▶ PROBLEM DESCRIPTION
Give back only the records starting with the line that contains "Tag the shirt collar" and going on through the line that contains "[[386, 188]]", with every "instance" swapped for "occurrence" and nothing else altered.
— START OF DATA SECTION —
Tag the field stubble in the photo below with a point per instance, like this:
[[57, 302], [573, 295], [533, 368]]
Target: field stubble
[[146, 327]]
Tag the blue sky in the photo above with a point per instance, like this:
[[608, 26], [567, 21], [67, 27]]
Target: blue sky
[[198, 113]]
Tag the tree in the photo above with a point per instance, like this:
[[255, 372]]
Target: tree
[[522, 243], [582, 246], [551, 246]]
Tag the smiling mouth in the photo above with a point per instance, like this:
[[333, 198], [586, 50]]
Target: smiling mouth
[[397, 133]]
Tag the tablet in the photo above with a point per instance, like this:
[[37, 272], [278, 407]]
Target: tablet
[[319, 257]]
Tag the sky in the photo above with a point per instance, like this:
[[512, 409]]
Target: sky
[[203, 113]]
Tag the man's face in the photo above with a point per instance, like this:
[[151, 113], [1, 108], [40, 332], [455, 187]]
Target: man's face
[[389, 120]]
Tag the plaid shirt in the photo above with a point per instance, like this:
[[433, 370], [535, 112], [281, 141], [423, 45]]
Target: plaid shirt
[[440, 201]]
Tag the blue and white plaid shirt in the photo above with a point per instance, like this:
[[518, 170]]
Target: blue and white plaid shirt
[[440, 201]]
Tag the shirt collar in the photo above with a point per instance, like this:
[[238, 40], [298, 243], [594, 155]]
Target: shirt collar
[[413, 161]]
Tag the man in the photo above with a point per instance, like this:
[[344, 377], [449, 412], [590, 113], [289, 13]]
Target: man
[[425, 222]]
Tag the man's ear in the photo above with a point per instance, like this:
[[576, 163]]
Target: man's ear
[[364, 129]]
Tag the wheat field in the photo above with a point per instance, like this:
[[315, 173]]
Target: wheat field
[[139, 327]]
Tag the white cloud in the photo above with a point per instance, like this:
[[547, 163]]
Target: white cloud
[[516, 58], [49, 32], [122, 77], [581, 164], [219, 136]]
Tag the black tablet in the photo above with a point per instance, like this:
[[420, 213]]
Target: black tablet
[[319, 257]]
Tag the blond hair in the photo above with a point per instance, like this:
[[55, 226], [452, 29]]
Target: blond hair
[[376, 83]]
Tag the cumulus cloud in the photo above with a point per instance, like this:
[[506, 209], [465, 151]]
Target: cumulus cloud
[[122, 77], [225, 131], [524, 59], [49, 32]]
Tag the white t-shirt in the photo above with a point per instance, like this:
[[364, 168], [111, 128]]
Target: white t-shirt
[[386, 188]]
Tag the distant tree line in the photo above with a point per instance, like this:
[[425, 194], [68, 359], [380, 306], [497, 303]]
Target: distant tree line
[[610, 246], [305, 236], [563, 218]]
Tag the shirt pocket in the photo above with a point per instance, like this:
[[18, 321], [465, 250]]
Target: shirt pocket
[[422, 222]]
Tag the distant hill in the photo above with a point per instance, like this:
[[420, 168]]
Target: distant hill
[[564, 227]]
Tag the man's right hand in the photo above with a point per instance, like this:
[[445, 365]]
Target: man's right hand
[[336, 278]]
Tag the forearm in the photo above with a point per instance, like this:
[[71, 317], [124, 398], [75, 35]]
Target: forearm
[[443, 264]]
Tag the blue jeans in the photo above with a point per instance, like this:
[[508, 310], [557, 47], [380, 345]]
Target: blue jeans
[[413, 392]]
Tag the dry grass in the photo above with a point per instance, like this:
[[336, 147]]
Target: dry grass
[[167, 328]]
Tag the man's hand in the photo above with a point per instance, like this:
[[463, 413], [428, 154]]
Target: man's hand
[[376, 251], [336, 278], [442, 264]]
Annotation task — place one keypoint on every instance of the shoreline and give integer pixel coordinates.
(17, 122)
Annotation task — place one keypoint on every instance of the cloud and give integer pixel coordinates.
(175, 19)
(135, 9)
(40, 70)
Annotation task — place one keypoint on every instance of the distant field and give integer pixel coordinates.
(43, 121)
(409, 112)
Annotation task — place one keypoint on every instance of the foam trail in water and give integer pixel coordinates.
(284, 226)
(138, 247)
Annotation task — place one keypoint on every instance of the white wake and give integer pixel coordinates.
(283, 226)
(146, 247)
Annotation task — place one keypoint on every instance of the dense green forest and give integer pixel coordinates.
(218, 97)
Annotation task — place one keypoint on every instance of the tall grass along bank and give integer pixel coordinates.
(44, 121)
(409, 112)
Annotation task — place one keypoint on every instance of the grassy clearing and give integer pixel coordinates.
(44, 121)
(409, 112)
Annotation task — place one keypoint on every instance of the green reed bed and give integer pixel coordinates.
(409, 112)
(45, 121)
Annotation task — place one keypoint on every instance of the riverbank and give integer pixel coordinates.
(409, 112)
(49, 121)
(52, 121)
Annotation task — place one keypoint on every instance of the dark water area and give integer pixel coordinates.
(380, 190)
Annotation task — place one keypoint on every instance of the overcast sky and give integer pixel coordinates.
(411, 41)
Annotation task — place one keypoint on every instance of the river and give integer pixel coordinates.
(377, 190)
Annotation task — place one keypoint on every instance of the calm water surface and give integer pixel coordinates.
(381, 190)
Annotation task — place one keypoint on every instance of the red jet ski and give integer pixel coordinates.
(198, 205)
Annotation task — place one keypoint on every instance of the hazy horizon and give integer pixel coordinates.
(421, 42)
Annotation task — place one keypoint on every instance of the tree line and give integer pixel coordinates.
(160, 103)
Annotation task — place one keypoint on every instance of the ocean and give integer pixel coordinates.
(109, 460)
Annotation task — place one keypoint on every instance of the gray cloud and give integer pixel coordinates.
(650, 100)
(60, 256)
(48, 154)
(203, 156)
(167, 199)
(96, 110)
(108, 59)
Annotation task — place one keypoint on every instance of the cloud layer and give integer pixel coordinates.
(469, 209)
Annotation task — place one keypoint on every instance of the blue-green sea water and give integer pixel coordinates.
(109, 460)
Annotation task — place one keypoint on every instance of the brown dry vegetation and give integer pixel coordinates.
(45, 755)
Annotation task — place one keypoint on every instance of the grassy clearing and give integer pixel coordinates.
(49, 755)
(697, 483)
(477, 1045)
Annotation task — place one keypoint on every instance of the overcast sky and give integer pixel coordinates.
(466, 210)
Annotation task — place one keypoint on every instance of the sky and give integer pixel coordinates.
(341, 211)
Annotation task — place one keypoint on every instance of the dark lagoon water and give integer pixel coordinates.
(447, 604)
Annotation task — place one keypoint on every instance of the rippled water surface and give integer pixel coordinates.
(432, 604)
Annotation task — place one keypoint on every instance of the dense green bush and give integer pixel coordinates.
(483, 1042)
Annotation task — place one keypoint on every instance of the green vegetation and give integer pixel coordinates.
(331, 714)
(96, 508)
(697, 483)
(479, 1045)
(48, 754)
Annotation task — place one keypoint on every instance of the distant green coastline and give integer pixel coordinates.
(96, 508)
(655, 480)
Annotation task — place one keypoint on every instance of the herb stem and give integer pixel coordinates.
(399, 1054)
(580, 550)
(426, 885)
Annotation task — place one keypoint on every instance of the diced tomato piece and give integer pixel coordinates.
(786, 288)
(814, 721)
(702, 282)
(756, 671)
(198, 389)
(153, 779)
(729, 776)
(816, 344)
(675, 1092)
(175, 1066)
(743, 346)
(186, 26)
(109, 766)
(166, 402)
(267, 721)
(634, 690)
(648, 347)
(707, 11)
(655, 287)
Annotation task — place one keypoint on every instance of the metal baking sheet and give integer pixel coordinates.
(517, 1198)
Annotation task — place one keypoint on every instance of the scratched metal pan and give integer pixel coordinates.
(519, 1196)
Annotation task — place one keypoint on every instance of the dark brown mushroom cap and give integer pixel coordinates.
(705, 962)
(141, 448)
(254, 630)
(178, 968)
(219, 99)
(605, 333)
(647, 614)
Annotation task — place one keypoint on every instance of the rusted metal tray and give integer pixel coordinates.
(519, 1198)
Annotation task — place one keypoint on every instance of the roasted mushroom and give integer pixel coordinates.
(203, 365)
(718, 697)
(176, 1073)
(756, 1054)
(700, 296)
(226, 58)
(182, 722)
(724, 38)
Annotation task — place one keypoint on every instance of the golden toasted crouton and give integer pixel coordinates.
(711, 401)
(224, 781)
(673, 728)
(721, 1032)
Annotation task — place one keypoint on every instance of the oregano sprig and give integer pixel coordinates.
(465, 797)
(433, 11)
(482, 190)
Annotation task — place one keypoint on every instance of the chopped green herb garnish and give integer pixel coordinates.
— END OF DATA SECTION —
▶ SOLVED PROBLEM
Tag the shirt collar in the photo above with a point per occurrence, like this:
[[238, 40], [298, 243], [594, 155]]
Target: shirt collar
[[413, 161]]
Tag the man in the photo above with a point per occurrence, like this:
[[344, 377], [449, 412], [590, 113], [289, 13]]
Target: man
[[425, 222]]
Tag the man's ear in the photo above with a point per occurrence, like this:
[[576, 163]]
Target: man's ear
[[364, 129]]
Tag the wheat field in the photo above with a point per occurrence, like this:
[[315, 173]]
Target: wheat field
[[139, 327]]
Tag the white cloud in the photo above with a point per occurrence, like this:
[[547, 163]]
Target: white cloud
[[516, 58], [49, 32], [122, 77], [581, 164], [219, 136]]
Tag the black tablet in the photo above with a point per occurrence, like this:
[[420, 213]]
Target: black tablet
[[319, 257]]
Tag the blond hair in the photo above with a point per occurrence, like this:
[[55, 226], [452, 29]]
Target: blond hair
[[376, 83]]
Tag the cumulus cloud in the photo above with a point per occurrence, like this:
[[506, 209], [465, 151]]
Target: cumulus cloud
[[122, 77], [225, 131], [524, 59], [49, 32]]
Tag the white t-shirt in the photo above with a point per occurrence, like this:
[[364, 168], [111, 128]]
Target: white t-shirt
[[386, 188]]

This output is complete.